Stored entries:
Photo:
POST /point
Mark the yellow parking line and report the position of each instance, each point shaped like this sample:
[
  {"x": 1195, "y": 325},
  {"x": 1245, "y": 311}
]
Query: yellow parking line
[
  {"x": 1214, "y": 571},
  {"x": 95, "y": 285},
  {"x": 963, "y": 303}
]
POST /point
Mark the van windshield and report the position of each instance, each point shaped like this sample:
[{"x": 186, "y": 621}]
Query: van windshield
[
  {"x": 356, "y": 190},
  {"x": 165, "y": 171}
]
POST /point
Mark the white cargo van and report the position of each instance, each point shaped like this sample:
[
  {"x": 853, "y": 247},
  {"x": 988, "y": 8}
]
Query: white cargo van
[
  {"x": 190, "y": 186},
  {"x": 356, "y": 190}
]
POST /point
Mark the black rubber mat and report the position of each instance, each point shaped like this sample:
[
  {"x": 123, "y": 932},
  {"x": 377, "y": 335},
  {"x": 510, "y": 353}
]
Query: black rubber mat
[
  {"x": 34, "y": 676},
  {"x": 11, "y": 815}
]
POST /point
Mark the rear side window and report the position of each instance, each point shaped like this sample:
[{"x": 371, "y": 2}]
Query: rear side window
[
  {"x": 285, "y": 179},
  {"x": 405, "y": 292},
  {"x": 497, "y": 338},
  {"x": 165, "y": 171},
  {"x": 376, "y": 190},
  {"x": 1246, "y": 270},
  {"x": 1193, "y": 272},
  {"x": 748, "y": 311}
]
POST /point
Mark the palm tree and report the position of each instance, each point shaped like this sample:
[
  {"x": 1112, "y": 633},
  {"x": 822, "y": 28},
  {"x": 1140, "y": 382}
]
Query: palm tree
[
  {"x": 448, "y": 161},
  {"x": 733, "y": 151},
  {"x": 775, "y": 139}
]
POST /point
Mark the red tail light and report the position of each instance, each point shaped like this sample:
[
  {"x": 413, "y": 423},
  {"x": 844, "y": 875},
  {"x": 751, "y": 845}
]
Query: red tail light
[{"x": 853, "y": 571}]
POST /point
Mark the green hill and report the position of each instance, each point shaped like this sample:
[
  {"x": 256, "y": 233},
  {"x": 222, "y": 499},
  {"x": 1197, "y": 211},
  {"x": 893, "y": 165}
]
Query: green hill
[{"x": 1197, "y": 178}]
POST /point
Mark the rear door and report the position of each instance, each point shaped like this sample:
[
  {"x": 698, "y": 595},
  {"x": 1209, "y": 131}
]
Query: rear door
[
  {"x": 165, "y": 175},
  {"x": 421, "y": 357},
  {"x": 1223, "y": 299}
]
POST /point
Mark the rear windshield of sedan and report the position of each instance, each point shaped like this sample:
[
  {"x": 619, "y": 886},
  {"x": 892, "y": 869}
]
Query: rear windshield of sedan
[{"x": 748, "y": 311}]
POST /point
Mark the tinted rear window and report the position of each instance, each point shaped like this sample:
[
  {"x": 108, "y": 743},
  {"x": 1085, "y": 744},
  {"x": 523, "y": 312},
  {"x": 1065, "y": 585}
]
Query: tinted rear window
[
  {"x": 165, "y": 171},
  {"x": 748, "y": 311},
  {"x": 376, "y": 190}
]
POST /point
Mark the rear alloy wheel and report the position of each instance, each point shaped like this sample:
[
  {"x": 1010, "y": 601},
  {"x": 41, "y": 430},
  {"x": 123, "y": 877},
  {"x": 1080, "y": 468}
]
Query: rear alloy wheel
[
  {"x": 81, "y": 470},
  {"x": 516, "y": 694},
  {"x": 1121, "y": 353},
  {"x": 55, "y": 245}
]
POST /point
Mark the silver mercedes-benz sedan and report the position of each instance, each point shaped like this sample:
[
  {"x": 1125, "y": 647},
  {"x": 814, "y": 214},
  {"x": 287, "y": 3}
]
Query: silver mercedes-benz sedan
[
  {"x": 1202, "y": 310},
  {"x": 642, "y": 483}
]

__TASK STATEMENT__:
For each line in the data, set it down again exactly.

__EXPECTED OUTPUT__:
Photo:
POST /point
Mark the yellow parking line and report the position of each instance, each point shaped like this sample:
[
  {"x": 1195, "y": 325},
  {"x": 1245, "y": 311}
]
Query: yellow parking line
[
  {"x": 1214, "y": 571},
  {"x": 95, "y": 285},
  {"x": 963, "y": 303}
]
POST /point
Mark the van windshield and report the position of each instance, each point shaped like this sample:
[{"x": 186, "y": 621}]
Query: van windshield
[
  {"x": 356, "y": 190},
  {"x": 165, "y": 171}
]
POST /point
Mark the white cargo van and report the position of each instance, each point shaped like this sample:
[
  {"x": 853, "y": 247},
  {"x": 988, "y": 8}
]
Query: white cargo van
[
  {"x": 190, "y": 186},
  {"x": 356, "y": 190}
]
POST /point
Mark the black rubber mat and report the position of each instance, each point shaped like this sample:
[
  {"x": 123, "y": 932},
  {"x": 377, "y": 335},
  {"x": 510, "y": 353}
]
Query: black rubber mat
[
  {"x": 34, "y": 676},
  {"x": 11, "y": 815}
]
POST /point
Mark the rear side window and report the position of each instance, each point shaped like this sample:
[{"x": 371, "y": 2}]
Query: rear side window
[
  {"x": 285, "y": 179},
  {"x": 405, "y": 292},
  {"x": 497, "y": 338},
  {"x": 165, "y": 171},
  {"x": 376, "y": 190},
  {"x": 1246, "y": 270},
  {"x": 1193, "y": 272},
  {"x": 748, "y": 311}
]
POST /point
Mark the palm tree and report the position of each instance, each point shaped like this sample:
[
  {"x": 1112, "y": 633},
  {"x": 822, "y": 28},
  {"x": 1140, "y": 382}
]
Query: palm tree
[
  {"x": 448, "y": 161},
  {"x": 733, "y": 151},
  {"x": 775, "y": 139}
]
POST /point
Mark the red tail light and report the position of each instance, each point shaped like this sample:
[
  {"x": 413, "y": 423},
  {"x": 844, "y": 875},
  {"x": 751, "y": 845}
]
Query: red tail light
[{"x": 853, "y": 571}]
POST /point
Mark the green hill and report the position of each instance, each point shaped like this sample:
[
  {"x": 256, "y": 233},
  {"x": 222, "y": 499},
  {"x": 1197, "y": 211},
  {"x": 893, "y": 165}
]
Query: green hill
[{"x": 1197, "y": 178}]
POST /point
Mark the rear door and report the position of each instance, each point shaped like this sample:
[
  {"x": 698, "y": 595},
  {"x": 1209, "y": 131}
]
Query: rear door
[
  {"x": 165, "y": 175},
  {"x": 421, "y": 357},
  {"x": 1223, "y": 299}
]
POST /point
Mark the rear windshield of sedan and report the position of each instance, each point shaped like this sample:
[
  {"x": 619, "y": 886},
  {"x": 892, "y": 869}
]
Query: rear windshield of sedan
[{"x": 748, "y": 311}]
POST /point
Mark the tinted rear window and report the position of each instance, each point shaped like this sample:
[
  {"x": 108, "y": 743},
  {"x": 1085, "y": 744},
  {"x": 523, "y": 312},
  {"x": 1065, "y": 585}
]
Query: tinted rear window
[
  {"x": 165, "y": 171},
  {"x": 748, "y": 311},
  {"x": 376, "y": 190}
]
POST /point
Mark the rear alloy wheel and report the position of each instance, each point shaped like this sample:
[
  {"x": 1010, "y": 601},
  {"x": 41, "y": 430},
  {"x": 123, "y": 877},
  {"x": 1080, "y": 468}
]
Query: rear alloy wheel
[
  {"x": 81, "y": 470},
  {"x": 516, "y": 694},
  {"x": 1121, "y": 353},
  {"x": 55, "y": 245}
]
POST /point
Mark the silver mercedes-benz sedan and report the position of each instance, each point shaped like this sample:
[
  {"x": 1125, "y": 647},
  {"x": 814, "y": 214},
  {"x": 287, "y": 3}
]
Query: silver mercedes-benz sedan
[
  {"x": 1202, "y": 310},
  {"x": 642, "y": 483}
]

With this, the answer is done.